TEXT SECTION –
BEGIN

Other engineering faculty involved in biomedical research include Branko Popov, a chemical engineering professor who is helping to develop batteries that could be used for implantable defibrillators.

Tangali Sudarshan, an electrical engineering professor, is working with Yuehuei An, director of the Orthopaedic Research Laboratory at MUSC, to test the bioimplant potential of silicon carbide. Sudarshan has conducted extensive research on the material as a semiconductor, and its inert and durable properties bode well for biomedical applications.

Mike Matthews
Chemical engineering professor Mike Matthews spent a recent sabbatical conducting research in the School of Medicine’s orthopaedics department and now holds an adjunct professorship in the department. One of his research areas focuses on using liquid carbon dioxide as a non-destructive sterilizing agent for biomaterials.

Jim Ritter, another chemical engineering professor, is studying a mechanism that uses magnetic particles to deliver micro amounts of medication to targeted body tissues or organs.

“We’re in the top 20 or 30 chemical engineering programs in the country,” Amiridis said. “With the biomedical focus, we hope to be among the top 15.”

Mechanical engineering professors Abdel Bayoumi and Jeff Darabi are building the first micro-electro-mechanical systems (MEMS) research center in South Carolina. A new collaboration between Bayoumi, Darabi, and Daniel Knapp, director of the MUSC Proteomics Center, will use MEMS capabilities at USC to develop “lab on a chip” technologies for drug delivery and DNA analysis.

Two other mechanical engineering professors—Mike Sutton and Steve McNeill—have pioneered digital image correlation, a technique for measuring two- and three-dimensional surface strain fields. Sutton recently spent a sabbatical in CDBA in which he worked to apply the technique to biological materials.

Sarah Baxter
Sarah Baxter and Xiaodong Li, both mechanical engineering professors, are collaborating with researchers in CDBA in an effort to better characterize the properties of artificial tissues that could be used as clinical tissue replacements.

END

WORK INSTRUCTION 1 –
Answer these questions from the passage on engineering faculty research:
(a) Which material is Tangali Sudarshan testing for its bioimplant potential?
(b) What does Jim Ritter's mechanism use to deliver micro amounts of medication?
(c) Who is director of the MUSC Proteomics Center?
WORK INSTRUCTION 2 –
Write the next part of the passage on engineering faculty research, starting after its last sentence.

ENTRIES PROVIDED –
BEGIN

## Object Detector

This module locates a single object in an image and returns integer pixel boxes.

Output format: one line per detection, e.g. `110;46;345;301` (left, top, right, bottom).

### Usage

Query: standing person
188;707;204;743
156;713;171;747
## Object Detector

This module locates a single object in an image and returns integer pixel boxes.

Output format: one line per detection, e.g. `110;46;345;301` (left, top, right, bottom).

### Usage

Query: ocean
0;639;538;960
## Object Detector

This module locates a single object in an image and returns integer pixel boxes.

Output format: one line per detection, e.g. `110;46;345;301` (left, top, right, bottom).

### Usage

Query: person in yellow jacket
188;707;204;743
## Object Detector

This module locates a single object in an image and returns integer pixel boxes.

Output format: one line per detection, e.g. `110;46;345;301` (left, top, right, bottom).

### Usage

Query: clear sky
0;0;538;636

END

TASK ANSWER 1 –
(a) Silicon carbide
(b) Magnetic particles
(c) Daniel Knapp

TASK ANSWER 2 –
Another professor in mechanical engineering, Victor Giurgiutiu, is collaborating with chemical engineering faculty member Jon Bender to investigate ways to minimize encapsulation around implantable sensors in the body. Ultimately, their research could one day lead to development of sensors capable of monitoring whole organs.

They are working with Harold Freidman in the School of Medicine’s Department of Surgery, and with Tom Borg, Wayne Carver, and Tom Yost in the Department of Cell and Developmental Biology and Anatomy (CDBA).

Hanif Chaudhry
Hanif Chaudhry, chair of the Department of Civil and Environmental Engineering, is collaborating with Jamal Moloo, a faculty member in the School of Medicine’s Department of Internal Medicine, to test a new procedure for heart catherization that measures the amount of blockage in an artery.

The traditional method is to measure pressure before an arterial blockage, then feed the catheter wire past the blockage to measure the pressure again. This method is potentially dangerous, but the technique Chaudhry and Moloo are testing eliminates the need for pushing the catheter wire past the blockage.

“We have used the procedure on three patients, and it is giving similar results as the traditional method. We’re just looking for more patient data now to validate the methodology,” Chaudhry said.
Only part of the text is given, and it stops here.